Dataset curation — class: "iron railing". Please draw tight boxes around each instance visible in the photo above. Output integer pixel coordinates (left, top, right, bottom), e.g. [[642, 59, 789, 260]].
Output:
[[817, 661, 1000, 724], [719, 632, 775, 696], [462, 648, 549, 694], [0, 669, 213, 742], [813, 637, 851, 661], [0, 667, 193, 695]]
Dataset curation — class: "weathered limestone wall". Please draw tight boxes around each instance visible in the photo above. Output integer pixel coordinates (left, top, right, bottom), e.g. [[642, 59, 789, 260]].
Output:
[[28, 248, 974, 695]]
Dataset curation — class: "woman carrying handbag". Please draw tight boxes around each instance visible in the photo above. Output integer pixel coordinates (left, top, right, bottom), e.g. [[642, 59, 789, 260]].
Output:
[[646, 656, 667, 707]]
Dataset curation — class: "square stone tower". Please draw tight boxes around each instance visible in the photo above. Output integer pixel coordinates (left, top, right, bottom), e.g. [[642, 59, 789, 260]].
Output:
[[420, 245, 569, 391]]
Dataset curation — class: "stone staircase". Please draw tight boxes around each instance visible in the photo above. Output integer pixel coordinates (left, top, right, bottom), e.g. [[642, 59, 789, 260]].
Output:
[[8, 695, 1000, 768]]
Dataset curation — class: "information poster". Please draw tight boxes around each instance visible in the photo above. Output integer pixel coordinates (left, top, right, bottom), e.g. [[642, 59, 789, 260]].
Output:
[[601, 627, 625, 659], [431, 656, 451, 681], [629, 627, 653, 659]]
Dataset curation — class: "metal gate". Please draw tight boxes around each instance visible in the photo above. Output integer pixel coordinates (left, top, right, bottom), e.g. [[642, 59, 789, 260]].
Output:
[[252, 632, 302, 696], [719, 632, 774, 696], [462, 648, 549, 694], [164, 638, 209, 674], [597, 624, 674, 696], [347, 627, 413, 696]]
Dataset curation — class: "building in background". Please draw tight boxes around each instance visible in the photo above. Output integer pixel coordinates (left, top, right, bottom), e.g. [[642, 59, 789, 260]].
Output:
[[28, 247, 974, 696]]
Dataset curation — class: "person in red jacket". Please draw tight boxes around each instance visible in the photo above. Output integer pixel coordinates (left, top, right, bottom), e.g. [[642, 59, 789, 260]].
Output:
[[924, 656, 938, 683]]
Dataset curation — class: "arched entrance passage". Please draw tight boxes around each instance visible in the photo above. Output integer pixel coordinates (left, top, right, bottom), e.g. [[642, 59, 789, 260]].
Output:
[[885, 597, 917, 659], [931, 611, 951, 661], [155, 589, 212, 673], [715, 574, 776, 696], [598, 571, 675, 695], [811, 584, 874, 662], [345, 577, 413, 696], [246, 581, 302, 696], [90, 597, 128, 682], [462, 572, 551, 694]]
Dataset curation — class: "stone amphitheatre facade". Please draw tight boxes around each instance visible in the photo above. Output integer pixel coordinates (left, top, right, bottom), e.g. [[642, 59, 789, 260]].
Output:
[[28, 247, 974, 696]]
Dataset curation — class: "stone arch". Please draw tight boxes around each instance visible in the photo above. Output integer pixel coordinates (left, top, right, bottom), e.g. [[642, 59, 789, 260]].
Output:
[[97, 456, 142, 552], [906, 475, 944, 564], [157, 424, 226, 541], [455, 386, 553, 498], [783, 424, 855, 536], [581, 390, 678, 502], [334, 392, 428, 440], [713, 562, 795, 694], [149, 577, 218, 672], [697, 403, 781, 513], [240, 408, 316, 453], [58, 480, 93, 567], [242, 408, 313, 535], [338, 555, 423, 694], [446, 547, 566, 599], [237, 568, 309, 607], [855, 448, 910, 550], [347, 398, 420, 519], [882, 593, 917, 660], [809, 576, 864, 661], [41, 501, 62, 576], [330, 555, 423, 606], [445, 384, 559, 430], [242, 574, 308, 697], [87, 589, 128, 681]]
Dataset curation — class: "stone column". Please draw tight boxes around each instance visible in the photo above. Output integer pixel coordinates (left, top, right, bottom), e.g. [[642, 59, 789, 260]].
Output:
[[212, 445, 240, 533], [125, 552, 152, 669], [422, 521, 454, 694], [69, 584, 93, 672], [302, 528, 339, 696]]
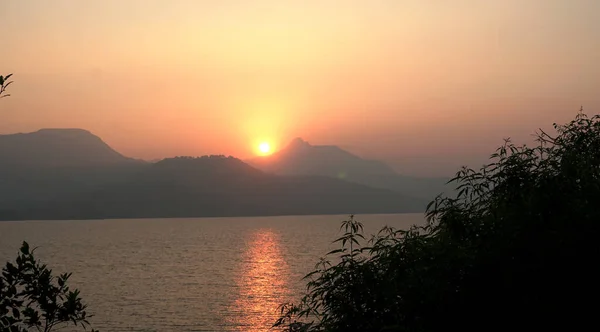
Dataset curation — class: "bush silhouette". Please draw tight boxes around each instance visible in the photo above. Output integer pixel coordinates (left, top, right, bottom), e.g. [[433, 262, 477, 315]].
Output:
[[274, 112, 600, 332], [0, 242, 94, 332], [0, 74, 12, 98]]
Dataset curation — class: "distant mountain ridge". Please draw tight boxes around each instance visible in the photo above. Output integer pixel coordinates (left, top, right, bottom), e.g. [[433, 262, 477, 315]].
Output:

# [Stated problem]
Give the data above as a two-column Markdown table headed Row and Line, with each line in its own numbered row. Skip blank lines and leave the pictures out.

# [Task result]
| Row | Line |
|---|---|
| 1 | Dataset curation — class: "iron railing". Please draw tight boxes around each instance visible in the photo above. Output integer pixel coordinates (left, top, right, bottom), e.g. [[642, 59, 789, 260]]. |
| 2 | Output: |
| 3 | [[817, 661, 1000, 724], [719, 632, 775, 696], [462, 648, 549, 694], [0, 669, 213, 742], [813, 637, 851, 661], [0, 667, 193, 695]] |
| 4 | Dataset curation — class: "weathered limestone wall". Please draw tight boxes around each instance visible in the photo above. Output integer pixel coordinates (left, top, right, bottom), e.g. [[642, 59, 789, 260]]. |
| 5 | Output: |
| 6 | [[28, 248, 974, 695]] |
| 7 | Dataset curation — class: "woman carrying handbag". Please draw tight boxes around each instance visible in the photo above. Output integer pixel coordinates (left, top, right, bottom), e.g. [[642, 59, 789, 260]]. |
| 8 | Output: |
| 9 | [[646, 656, 667, 707]] |
| 10 | Dataset curation — class: "square stone tower". Please draw tight boxes around each instance visible in the photo above. Output integer pixel coordinates (left, top, right, bottom), e.g. [[642, 59, 789, 260]]. |
| 11 | Output: |
| 12 | [[420, 245, 569, 391]] |
| 13 | Dataset curation — class: "stone staircase". Please draw tight boxes around each instance visible in the photo above. Output integer pixel coordinates (left, top, right, bottom), e.g. [[642, 59, 789, 260]]. |
| 14 | Output: |
| 15 | [[8, 695, 1000, 768]] |
| 16 | Dataset curation — class: "information poster". Please draw tight boxes around each instance visible in the photo above. Output integer pixel coordinates (left, top, right, bottom), e.g. [[642, 59, 789, 260]]. |
| 17 | Output: |
| 18 | [[601, 627, 625, 659], [431, 656, 451, 681], [629, 627, 653, 659]] |
| 19 | Dataset curation — class: "metal gate". Please draw tight boxes around each instance visible in the photo above. Output integer pixel coordinates (left, top, right, bottom), e.g. [[642, 59, 789, 260]]. |
| 20 | Output: |
| 21 | [[252, 632, 302, 696], [719, 632, 774, 696], [462, 648, 549, 694], [164, 638, 209, 674], [597, 624, 674, 696], [347, 627, 413, 696]] |
| 22 | Dataset curation — class: "building in background". Please draw tight boxes around each instance visible in the photo above. Output integer pixel coordinates (left, top, right, bottom), e.g. [[642, 59, 789, 260]]. |
| 23 | Output: |
| 24 | [[28, 247, 974, 696]] |
| 25 | Dataset curation — class: "person in red jacket". Please draw tight boxes around each instance visible in the photo above. Output integer pixel coordinates (left, top, right, bottom), e.g. [[642, 59, 789, 260]]. |
| 26 | Output: |
| 27 | [[924, 656, 938, 683]] |
| 28 | Dataset curation — class: "arched entrance passage". Please draw tight boxes around each instance visible in the photo above. Output integer pixel coordinates (left, top, right, bottom), e.g. [[642, 59, 789, 260]]. |
| 29 | Output: |
| 30 | [[885, 597, 917, 659], [931, 611, 951, 661], [155, 589, 212, 673], [715, 574, 776, 696], [598, 571, 675, 695], [811, 584, 874, 662], [345, 577, 413, 696], [246, 581, 302, 696], [90, 597, 128, 682], [462, 572, 551, 694]] |
| 31 | Dataset curation — class: "stone amphitheatre facade". Please draw tight boxes around each instance visible in the photo above. Output integer pixel coordinates (left, top, right, bottom), e.g. [[642, 59, 789, 260]]. |
| 32 | Output: |
| 33 | [[28, 247, 974, 696]] |
| 34 | Dataset curation — class: "stone arch". Please draw tight boxes around each instance visible in the photo above. Output integer pixel coordinates (left, top, right, bottom), e.g. [[642, 59, 789, 260]]. |
| 35 | Output: |
| 36 | [[97, 456, 142, 552], [906, 475, 944, 564], [157, 424, 226, 541], [455, 386, 553, 498], [783, 424, 855, 536], [581, 390, 678, 502], [334, 392, 428, 440], [713, 562, 795, 694], [149, 577, 218, 672], [697, 403, 781, 513], [240, 408, 316, 453], [58, 480, 93, 567], [242, 408, 313, 535], [338, 555, 423, 694], [446, 547, 566, 599], [237, 568, 309, 607], [855, 448, 910, 550], [347, 398, 420, 519], [882, 593, 917, 660], [809, 576, 864, 661], [41, 501, 62, 576], [330, 555, 423, 606], [445, 384, 559, 430], [242, 574, 308, 697], [87, 589, 128, 681]] |
| 37 | Dataset curation — class: "stone column". Please draw tight boxes around each instance visible in the photo above. Output integer pixel coordinates (left, top, right, bottom), e.g. [[642, 59, 789, 260]]. |
| 38 | Output: |
| 39 | [[212, 445, 240, 533], [125, 552, 152, 669], [422, 521, 454, 694], [69, 584, 93, 672], [302, 528, 339, 696]] |
| 40 | Dataset curation — class: "bush silhouette". Please draw tight boxes around each instance visible in the photo above. Output integer pixel coordinates (left, top, right, bottom), e.g. [[433, 262, 477, 315]]. |
| 41 | Output: |
| 42 | [[274, 112, 600, 332], [0, 242, 94, 332], [0, 74, 12, 98]] |
| 43 | Dataset curation — class: "distant mountain ridge". Please draw tight boxes around each instance visible in the photo above. Output integer pixel coordinates (left, top, right, bottom), e.g. [[433, 262, 477, 315]]. |
| 44 | Output: |